* ABOUT THIS TASK *
Across the data below, in how many lines does the word "shore" appear? Give only the number.
↓
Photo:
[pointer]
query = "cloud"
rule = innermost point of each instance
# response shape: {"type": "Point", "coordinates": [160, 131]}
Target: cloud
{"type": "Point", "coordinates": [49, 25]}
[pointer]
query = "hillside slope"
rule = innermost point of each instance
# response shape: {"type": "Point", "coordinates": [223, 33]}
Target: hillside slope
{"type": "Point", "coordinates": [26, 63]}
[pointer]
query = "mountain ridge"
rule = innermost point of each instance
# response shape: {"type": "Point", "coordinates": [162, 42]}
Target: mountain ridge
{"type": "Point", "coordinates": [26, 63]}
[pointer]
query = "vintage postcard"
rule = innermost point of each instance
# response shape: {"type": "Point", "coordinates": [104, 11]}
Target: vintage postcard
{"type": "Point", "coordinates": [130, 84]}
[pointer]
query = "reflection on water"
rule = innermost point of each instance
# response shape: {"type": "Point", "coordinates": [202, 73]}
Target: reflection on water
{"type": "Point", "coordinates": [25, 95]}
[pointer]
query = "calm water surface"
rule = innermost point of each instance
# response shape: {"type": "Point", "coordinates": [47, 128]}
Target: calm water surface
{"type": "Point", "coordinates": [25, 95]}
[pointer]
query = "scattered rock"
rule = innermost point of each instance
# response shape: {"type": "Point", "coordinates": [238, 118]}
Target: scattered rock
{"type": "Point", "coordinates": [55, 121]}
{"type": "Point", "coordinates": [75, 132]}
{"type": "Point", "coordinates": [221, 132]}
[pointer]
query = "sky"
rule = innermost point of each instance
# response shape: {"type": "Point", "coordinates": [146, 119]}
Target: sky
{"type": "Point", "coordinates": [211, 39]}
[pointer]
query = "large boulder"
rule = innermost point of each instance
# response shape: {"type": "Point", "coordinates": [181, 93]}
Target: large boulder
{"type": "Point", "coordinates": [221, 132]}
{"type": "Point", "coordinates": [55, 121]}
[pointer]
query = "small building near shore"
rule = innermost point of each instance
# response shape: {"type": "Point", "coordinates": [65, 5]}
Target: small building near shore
↑
* ANSWER BOX *
2